§ **CONSIGNE A**: Dans le texte sur les femmes dans les filières scientifiques, pourquoi est-ce important d'avoir plus de filles dans ce secteur ? Explique-le en une à trois phrases.

Quels sont ces facteurs qui limitent le nombre de femmes dans les filières scientifiques et techniques ?
Il y a encore des stéréotypes. Peut-être qu’à la base, quand les filles
grandissent, on leur dit d’aller vers d’autres secteurs plutôt que vers des
secteurs scientifiques et techniques. Il y a que certaines femmes n’aiment tout
simplement pas les filières techniques. Et c’est normal. Si quelqu’un n’aime
pas quelque chose, il ne doit pas le faire. Mais, de manière générale, pour les
femmes et les jeunes filles qui veulent s’orienter vers les secteurs
scientifiques et techniques, quelquefois dans nos pays, ce sont les
opportunités qui manquent. Si elles ont l’accès à l’éducation qui leur permet
d’arriver là, elles vont le faire tout naturellement. J’ai été très privilégiée
d’avoir grandi dans un environnement qui m’a beaucoup encouragée et j’ai eu
l’opportunité d’aller étudier en ingénierie, alors qu’il y avait très peu
d’écoles d’ingénierie en ce moment à côté de moi. Il faut que dans nos pays,
ces opportunités existent pour ces jeunes filles, qu’elles aient par exemple
des bourses qui leur permettent d’étudier.
C’est important d’avoir plus de filles dans ce secteur parce que dans chaque
secteur, on veut avoir un équilibre. On sait que dans l’innovation par exemple,
les femmes et les hommes ont des points de vue souvent complémentaires. Du
coup, en ayant moins de femmes dans ces domaines, on risque d’avoir des
innovations qui ne tiennent pas forcément compte des femmes. Je prends
l’exemple de la ceinture de sécurité dans les voitures. Quand une femme est
enceinte, elle se demande si elle a été conçue pour elle. Comme vous le voyez,
avoir les deux points de vue, c’est important.

§ **CONSIGNE B**: Indique combien de lignes des données contiennent le mot « window ». Donne seulement ce nombre.

§ **DONNÉES BRUTES**:

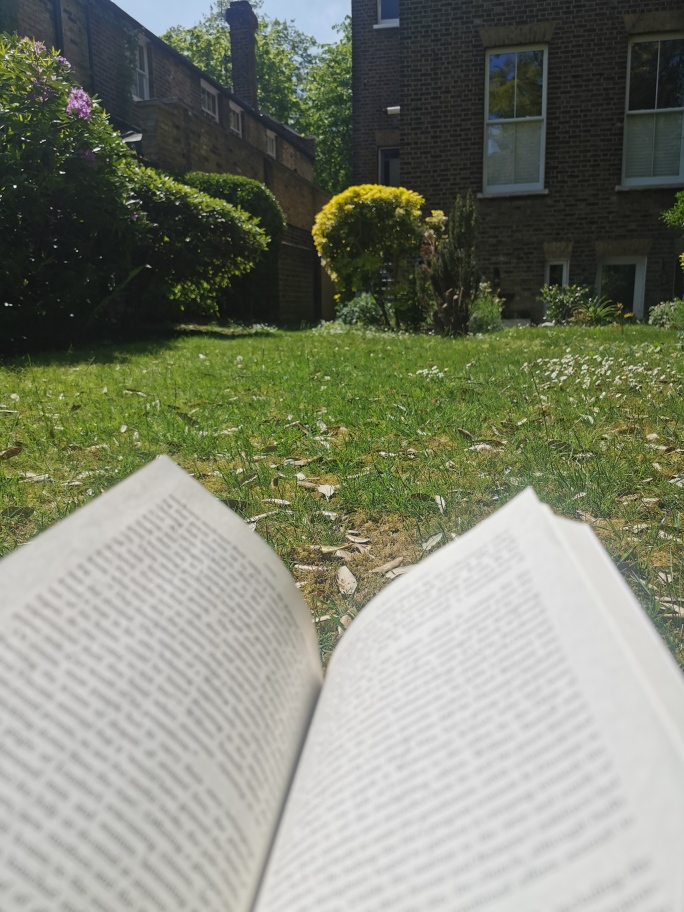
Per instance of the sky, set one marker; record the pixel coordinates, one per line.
(313, 17)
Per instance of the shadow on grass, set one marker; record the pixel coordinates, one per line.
(150, 341)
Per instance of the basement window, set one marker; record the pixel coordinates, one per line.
(209, 100)
(235, 119)
(142, 72)
(388, 13)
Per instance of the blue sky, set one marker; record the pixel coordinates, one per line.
(314, 17)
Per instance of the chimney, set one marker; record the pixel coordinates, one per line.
(243, 25)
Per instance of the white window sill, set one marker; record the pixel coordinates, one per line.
(673, 185)
(507, 194)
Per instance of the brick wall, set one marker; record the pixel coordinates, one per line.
(376, 86)
(442, 47)
(100, 41)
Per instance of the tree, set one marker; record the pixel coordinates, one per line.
(284, 55)
(327, 111)
(368, 238)
(301, 84)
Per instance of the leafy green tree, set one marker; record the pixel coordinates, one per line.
(327, 111)
(284, 55)
(300, 83)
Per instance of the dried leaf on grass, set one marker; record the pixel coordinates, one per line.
(346, 581)
(432, 542)
(14, 450)
(390, 565)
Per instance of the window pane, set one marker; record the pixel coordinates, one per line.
(389, 167)
(389, 9)
(671, 74)
(502, 86)
(643, 77)
(556, 274)
(639, 138)
(667, 153)
(618, 283)
(527, 153)
(530, 84)
(500, 155)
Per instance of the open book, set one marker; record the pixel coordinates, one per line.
(500, 729)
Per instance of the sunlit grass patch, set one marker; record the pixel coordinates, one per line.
(316, 435)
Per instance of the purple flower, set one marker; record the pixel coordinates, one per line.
(79, 103)
(89, 157)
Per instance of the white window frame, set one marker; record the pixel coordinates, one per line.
(509, 189)
(385, 23)
(236, 118)
(668, 180)
(637, 305)
(142, 45)
(208, 91)
(565, 263)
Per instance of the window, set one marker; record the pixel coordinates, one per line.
(515, 120)
(235, 119)
(388, 12)
(654, 120)
(623, 280)
(389, 167)
(142, 72)
(209, 100)
(557, 272)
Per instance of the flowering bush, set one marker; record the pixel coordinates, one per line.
(90, 241)
(66, 229)
(368, 238)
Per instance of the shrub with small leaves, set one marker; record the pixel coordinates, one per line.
(668, 315)
(560, 302)
(250, 297)
(486, 310)
(368, 238)
(66, 212)
(193, 244)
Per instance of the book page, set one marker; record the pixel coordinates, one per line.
(483, 745)
(158, 670)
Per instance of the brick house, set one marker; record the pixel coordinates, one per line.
(564, 117)
(189, 122)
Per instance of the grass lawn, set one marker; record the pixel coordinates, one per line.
(408, 438)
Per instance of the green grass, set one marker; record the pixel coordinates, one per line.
(592, 418)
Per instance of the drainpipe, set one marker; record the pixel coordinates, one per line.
(89, 39)
(59, 28)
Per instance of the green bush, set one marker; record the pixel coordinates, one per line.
(450, 278)
(193, 244)
(250, 297)
(669, 315)
(362, 310)
(67, 216)
(485, 314)
(560, 303)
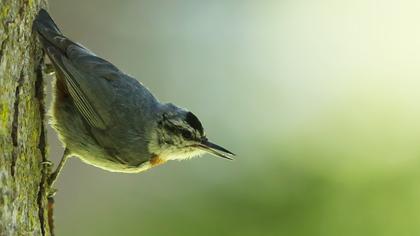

§ **RÉSULTAT FINAL A**: Parce que dans chaque secteur on veut un équilibre, et qu'en innovation les femmes et les hommes ont souvent des points de vue complémentaires. Avec moins de femmes dans ces domaines, on risque d'avoir des innovations qui ne tiennent pas forcément compte des femmes, comme la ceinture de sécurité pour une femme enceinte.

§ **RÉSULTAT FINAL B**: 5